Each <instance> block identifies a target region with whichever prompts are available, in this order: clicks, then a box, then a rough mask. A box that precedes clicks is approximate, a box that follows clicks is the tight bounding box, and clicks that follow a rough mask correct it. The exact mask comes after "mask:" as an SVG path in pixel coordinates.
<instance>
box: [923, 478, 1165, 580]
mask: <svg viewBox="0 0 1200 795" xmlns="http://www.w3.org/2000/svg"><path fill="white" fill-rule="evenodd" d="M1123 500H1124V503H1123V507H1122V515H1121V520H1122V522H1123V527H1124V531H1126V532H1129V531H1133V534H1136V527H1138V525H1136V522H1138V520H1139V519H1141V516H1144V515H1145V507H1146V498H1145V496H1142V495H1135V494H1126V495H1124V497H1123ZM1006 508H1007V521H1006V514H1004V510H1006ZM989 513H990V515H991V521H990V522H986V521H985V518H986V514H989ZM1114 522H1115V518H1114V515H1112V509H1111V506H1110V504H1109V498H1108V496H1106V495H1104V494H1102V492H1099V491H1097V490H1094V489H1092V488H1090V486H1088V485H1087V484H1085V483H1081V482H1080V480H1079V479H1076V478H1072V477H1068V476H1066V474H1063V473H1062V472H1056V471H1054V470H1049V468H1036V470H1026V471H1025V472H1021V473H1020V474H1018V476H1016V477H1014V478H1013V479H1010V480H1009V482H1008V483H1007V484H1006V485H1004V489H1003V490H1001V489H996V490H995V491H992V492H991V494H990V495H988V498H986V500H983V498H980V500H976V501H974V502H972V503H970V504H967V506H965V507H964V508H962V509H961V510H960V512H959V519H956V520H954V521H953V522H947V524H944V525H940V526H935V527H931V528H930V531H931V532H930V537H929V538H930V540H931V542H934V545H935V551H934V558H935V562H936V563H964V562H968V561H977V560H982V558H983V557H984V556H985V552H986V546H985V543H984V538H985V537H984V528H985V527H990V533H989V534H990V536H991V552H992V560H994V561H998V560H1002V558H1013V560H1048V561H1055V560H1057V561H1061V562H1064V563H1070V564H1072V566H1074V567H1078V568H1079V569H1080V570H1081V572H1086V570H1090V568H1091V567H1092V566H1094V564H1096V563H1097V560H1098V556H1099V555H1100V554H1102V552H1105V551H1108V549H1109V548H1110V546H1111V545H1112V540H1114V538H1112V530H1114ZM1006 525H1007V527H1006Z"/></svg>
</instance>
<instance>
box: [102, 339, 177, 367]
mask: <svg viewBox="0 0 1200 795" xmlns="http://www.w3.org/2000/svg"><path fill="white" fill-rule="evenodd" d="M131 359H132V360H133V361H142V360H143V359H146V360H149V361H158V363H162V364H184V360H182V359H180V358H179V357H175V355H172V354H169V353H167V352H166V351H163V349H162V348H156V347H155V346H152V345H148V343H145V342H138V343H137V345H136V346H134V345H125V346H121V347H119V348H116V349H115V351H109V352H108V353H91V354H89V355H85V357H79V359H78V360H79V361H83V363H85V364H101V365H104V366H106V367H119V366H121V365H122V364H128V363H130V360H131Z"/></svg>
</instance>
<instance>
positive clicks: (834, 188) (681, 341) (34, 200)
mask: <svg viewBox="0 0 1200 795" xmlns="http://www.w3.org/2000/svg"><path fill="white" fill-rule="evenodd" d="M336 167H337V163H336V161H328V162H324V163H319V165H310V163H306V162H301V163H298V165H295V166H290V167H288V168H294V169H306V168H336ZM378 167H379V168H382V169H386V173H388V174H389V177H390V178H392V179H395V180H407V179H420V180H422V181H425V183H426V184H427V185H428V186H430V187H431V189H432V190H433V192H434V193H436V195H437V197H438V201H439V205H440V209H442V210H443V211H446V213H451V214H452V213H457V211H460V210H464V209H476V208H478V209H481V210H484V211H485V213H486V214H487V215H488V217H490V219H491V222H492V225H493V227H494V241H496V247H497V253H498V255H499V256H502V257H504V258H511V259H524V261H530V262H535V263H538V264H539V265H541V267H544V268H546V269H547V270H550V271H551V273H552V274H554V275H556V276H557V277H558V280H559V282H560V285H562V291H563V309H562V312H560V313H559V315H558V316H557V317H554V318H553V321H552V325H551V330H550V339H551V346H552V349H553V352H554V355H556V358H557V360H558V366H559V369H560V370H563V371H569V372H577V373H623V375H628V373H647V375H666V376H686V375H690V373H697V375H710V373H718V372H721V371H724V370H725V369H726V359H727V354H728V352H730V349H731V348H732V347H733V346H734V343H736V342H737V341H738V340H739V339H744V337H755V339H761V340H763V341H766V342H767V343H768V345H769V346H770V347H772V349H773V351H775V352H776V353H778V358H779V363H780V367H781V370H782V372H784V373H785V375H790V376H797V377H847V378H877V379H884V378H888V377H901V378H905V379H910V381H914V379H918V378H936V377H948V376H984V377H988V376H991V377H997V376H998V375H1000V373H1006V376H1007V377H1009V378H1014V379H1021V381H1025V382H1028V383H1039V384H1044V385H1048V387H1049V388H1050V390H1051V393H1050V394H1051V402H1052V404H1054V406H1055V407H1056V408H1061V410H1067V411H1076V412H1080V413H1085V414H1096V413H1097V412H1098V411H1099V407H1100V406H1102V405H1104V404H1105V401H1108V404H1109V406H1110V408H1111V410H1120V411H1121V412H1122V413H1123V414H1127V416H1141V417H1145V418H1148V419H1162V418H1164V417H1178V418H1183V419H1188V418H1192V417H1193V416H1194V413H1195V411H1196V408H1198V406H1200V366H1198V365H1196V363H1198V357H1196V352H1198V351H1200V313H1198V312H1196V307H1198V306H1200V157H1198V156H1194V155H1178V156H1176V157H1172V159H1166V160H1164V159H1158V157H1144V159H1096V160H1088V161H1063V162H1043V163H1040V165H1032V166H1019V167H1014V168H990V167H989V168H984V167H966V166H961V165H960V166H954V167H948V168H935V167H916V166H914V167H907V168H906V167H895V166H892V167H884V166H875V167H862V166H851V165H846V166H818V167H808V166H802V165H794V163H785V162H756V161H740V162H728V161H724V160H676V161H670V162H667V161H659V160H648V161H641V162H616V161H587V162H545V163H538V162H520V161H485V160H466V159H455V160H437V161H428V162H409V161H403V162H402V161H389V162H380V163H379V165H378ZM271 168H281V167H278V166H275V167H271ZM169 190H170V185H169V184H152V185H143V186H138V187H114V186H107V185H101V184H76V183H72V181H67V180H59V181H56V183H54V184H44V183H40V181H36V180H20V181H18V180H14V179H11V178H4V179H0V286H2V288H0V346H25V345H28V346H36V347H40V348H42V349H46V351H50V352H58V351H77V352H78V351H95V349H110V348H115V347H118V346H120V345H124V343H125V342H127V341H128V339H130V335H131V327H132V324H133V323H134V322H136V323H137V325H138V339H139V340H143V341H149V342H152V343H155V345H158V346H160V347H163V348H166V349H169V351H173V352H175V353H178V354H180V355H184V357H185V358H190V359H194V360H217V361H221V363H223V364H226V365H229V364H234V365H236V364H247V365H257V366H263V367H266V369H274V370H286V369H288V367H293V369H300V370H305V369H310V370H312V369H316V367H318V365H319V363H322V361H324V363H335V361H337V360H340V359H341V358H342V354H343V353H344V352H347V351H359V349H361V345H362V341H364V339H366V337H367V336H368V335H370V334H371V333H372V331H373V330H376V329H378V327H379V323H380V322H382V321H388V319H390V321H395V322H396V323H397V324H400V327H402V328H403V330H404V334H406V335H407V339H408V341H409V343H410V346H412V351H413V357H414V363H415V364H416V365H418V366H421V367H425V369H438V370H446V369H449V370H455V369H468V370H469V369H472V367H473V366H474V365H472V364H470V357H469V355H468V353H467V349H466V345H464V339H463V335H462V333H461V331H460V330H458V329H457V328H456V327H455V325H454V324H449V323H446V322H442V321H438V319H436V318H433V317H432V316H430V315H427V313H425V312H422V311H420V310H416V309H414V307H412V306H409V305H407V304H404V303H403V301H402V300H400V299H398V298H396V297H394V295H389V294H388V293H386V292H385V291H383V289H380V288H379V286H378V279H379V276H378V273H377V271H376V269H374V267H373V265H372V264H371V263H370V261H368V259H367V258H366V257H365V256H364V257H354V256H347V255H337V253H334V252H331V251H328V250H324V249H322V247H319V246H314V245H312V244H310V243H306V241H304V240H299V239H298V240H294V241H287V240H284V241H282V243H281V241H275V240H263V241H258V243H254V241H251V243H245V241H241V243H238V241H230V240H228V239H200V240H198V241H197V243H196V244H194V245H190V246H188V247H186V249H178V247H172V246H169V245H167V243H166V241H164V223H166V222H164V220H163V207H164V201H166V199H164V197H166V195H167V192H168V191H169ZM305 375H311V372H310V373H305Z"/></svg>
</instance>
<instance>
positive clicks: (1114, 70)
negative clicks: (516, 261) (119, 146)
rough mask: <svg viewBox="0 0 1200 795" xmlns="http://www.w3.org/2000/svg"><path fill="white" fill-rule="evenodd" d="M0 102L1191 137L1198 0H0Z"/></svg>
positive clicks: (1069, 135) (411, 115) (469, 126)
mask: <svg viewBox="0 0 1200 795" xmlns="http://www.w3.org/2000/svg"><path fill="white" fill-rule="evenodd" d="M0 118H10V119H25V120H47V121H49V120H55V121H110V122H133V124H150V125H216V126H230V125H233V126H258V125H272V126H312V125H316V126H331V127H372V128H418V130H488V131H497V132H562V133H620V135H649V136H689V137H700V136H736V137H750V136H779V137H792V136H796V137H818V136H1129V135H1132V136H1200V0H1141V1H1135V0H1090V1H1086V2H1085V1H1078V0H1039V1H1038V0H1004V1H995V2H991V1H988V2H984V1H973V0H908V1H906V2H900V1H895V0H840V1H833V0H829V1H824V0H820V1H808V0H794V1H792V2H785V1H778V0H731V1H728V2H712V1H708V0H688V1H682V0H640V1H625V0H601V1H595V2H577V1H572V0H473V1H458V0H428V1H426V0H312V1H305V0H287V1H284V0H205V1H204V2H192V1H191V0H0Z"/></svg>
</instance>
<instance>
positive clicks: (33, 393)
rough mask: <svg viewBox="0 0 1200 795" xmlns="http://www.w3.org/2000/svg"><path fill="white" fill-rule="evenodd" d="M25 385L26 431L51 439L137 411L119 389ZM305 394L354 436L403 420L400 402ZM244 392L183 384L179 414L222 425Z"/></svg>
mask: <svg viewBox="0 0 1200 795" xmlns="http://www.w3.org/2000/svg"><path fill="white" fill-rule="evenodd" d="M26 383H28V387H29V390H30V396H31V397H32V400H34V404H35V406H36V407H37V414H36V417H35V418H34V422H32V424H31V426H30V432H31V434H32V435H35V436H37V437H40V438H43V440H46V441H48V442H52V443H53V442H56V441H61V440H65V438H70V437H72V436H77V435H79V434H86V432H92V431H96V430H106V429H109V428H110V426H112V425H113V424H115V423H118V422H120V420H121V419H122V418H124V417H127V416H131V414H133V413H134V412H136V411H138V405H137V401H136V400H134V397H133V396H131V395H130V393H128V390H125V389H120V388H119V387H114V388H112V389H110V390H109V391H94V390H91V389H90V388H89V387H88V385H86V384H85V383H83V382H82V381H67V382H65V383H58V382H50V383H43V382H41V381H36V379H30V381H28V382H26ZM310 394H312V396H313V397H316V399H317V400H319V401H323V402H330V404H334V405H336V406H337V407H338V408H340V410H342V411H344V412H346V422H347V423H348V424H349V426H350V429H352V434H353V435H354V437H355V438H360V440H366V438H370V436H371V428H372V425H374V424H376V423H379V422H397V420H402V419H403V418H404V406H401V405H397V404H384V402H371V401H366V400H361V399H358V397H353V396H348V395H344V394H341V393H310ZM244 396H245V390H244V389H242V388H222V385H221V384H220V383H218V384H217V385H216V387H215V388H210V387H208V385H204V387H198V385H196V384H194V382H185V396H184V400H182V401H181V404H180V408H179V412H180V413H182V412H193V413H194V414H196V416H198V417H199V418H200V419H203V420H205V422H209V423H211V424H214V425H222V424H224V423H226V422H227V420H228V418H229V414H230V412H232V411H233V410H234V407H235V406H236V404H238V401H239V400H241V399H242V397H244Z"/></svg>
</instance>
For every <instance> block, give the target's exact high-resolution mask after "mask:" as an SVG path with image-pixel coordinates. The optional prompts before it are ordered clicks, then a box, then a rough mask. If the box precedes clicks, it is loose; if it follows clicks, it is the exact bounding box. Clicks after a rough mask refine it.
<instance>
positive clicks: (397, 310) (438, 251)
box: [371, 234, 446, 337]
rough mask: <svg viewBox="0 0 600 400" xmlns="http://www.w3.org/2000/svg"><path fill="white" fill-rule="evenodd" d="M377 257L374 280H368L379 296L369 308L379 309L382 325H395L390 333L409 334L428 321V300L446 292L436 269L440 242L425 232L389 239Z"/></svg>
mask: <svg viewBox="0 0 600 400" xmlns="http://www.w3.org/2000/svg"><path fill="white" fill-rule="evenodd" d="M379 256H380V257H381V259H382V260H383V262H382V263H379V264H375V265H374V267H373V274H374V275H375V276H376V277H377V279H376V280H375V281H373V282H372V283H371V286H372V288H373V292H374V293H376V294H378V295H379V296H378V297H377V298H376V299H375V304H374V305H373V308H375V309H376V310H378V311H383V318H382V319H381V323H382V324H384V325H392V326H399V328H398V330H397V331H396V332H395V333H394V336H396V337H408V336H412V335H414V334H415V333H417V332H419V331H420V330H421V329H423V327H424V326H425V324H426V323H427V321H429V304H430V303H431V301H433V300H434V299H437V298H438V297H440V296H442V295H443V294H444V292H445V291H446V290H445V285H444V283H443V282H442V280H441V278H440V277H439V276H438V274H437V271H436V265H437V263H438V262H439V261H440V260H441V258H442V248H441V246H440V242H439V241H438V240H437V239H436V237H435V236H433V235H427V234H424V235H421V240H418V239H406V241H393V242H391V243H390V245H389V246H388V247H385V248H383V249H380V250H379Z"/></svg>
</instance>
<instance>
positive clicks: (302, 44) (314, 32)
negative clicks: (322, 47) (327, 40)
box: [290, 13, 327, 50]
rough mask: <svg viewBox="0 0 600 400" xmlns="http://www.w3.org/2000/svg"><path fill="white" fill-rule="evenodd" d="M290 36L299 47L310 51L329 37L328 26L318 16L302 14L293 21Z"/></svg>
******************************
| Goal of the exercise |
In the records above, some lines may contain the word "negative"; copy every one of them.

| Task response |
negative clicks: (516, 261) (119, 146)
negative clicks: (322, 47) (327, 40)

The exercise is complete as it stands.